_Data listing_
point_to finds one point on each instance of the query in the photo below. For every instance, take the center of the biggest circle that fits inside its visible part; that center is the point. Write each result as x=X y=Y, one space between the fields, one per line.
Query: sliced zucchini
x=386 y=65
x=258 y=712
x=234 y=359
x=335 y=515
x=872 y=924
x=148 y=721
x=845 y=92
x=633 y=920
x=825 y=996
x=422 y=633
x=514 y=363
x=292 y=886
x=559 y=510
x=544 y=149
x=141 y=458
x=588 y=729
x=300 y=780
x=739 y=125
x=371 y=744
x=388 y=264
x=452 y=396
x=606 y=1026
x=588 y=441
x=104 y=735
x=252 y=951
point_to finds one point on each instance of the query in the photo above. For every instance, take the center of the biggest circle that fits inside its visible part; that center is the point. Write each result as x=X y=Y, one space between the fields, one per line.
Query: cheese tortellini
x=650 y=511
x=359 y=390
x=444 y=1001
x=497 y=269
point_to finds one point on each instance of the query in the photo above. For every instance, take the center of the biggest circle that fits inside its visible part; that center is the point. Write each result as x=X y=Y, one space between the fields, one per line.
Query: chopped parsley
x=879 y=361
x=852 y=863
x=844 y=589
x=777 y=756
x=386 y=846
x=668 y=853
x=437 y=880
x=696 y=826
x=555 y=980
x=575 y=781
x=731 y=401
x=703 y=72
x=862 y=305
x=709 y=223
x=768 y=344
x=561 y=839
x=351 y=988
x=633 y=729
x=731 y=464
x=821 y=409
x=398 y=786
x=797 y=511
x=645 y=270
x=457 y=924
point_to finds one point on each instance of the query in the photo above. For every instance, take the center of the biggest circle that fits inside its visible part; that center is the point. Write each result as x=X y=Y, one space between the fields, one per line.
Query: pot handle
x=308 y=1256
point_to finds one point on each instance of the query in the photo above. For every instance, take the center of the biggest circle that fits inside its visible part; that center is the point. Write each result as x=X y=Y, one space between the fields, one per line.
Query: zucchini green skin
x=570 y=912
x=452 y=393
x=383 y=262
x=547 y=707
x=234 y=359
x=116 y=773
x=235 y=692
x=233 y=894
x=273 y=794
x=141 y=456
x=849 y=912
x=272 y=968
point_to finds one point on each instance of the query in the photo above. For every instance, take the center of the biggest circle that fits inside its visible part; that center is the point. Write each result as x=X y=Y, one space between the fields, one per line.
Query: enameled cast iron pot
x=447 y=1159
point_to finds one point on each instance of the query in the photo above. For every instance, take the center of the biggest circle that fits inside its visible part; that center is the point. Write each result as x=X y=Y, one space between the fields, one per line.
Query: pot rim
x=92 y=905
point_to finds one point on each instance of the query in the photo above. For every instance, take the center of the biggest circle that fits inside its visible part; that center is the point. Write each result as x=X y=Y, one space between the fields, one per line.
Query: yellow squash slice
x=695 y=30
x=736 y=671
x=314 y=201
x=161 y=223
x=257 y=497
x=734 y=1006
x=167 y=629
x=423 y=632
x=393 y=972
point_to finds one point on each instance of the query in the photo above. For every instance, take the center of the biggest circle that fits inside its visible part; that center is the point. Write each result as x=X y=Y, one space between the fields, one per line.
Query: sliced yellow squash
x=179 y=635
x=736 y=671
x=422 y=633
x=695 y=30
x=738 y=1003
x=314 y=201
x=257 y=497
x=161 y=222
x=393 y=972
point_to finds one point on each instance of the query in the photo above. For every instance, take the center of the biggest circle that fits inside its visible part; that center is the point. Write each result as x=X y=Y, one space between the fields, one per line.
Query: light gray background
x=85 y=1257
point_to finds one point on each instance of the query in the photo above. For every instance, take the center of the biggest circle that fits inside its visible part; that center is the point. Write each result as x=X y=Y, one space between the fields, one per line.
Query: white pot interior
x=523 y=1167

_What needs to be done_
Update these lines by replacing "biggest circle" with "largest circle" wherever it occurs, and leave everything else unchanged.

_Full output_
point_to finds one point on each instance of the query in the photo below. For every instance, take the center of the largest circle that fits inside its visible part; that center is the point. Write each result as x=X y=Y, one space between the fields, one per line.
Query: sliced zucchini
x=386 y=65
x=258 y=712
x=234 y=359
x=335 y=515
x=872 y=924
x=148 y=721
x=845 y=92
x=633 y=920
x=825 y=996
x=422 y=633
x=514 y=363
x=292 y=886
x=559 y=510
x=544 y=149
x=141 y=458
x=588 y=729
x=300 y=780
x=739 y=125
x=371 y=744
x=388 y=264
x=452 y=396
x=606 y=1026
x=588 y=441
x=104 y=735
x=252 y=951
point_to finds one point on each instance of the query in the photo above. For every instance, take the center of the largest circle that fits inside its visible part; that center is the point. Write each result as x=X y=Y, one space between the fields, one per line.
Query: cheese tortellini
x=650 y=511
x=359 y=390
x=444 y=1001
x=497 y=269
point_to finds one point on each instance of the query in the photo above. For every instance, take the center of the largest circle that fits inside its visible part; that center is the point. Write each result as x=X y=Y, one space between the fields, one per line.
Query: chopped parsley
x=879 y=361
x=852 y=863
x=844 y=589
x=777 y=756
x=386 y=846
x=668 y=853
x=437 y=880
x=696 y=826
x=555 y=980
x=575 y=781
x=731 y=401
x=703 y=72
x=862 y=305
x=709 y=223
x=768 y=344
x=561 y=839
x=351 y=988
x=633 y=729
x=731 y=464
x=821 y=409
x=398 y=786
x=797 y=511
x=645 y=270
x=457 y=924
point_to finds one point on each instance of the query in the photo above. For every instance, take the center of the largest circle that fits inside its visible part; that center is the point. Write each result as x=X y=Y, one space between the fields, one per line.
Query: pot handle
x=308 y=1256
point_to finds one point on each instance of the query in the photo above. For every instance, take the center of the largest circle that fits inside its visible part; that center is the point. Write each result as x=X y=Y, one space between the fields, one per line.
Query: zucchini green skin
x=570 y=912
x=452 y=393
x=383 y=262
x=547 y=707
x=234 y=359
x=116 y=773
x=235 y=692
x=233 y=894
x=273 y=794
x=141 y=456
x=849 y=912
x=272 y=968
point_to finds one point on each instance of the query in the photo above. For every instance, take the center of the largest circle that fits inside its visible part; that center is the point. Write each result as x=X y=Y, one space between the fields, one per line.
Query: enameled cast iron pot
x=447 y=1159
point_to finds one point on each instance of the query in the photo above. For every instance, take the center of the largest circle that fits inside its visible part; that center is the point. Write each result as x=X y=Y, one space between the fields, one per line.
Query: pot rim
x=92 y=905
point_to finds one point on each instance of the query in the photo above. For every instance, take the center of the largest circle that fits inside its visible part; that center is the point. Write each result as x=X y=Y, one space between the fields, one per line.
Query: yellow squash slice
x=695 y=30
x=736 y=671
x=314 y=201
x=161 y=223
x=257 y=497
x=734 y=1006
x=167 y=629
x=423 y=632
x=393 y=972
point_to finds one point on each instance of the query in the photo above. For every instance, take the center of the largest circle that fits inside its visible part; that center is the point. Write each result as x=X y=Y, one space between the fields, one per line.
Query: sliced yellow squash
x=179 y=635
x=736 y=671
x=422 y=633
x=695 y=30
x=738 y=1003
x=314 y=201
x=257 y=497
x=161 y=222
x=393 y=972
point_to finds one point on each instance of the query in the photo above. For every instance, take the center of the largest circle that fits inside its visible part; that center is the point. Write each result as x=X y=Y, one space between the fields, one per line.
Query: light gray background
x=85 y=1257
point_to finds one point on each instance of the query in the photo above. For every instance, take the center of the largest circle that fits inside its visible part; that center is the point. Write each result as x=X y=Y, one space between the fields, one per line.
Query: white pot interior
x=523 y=1167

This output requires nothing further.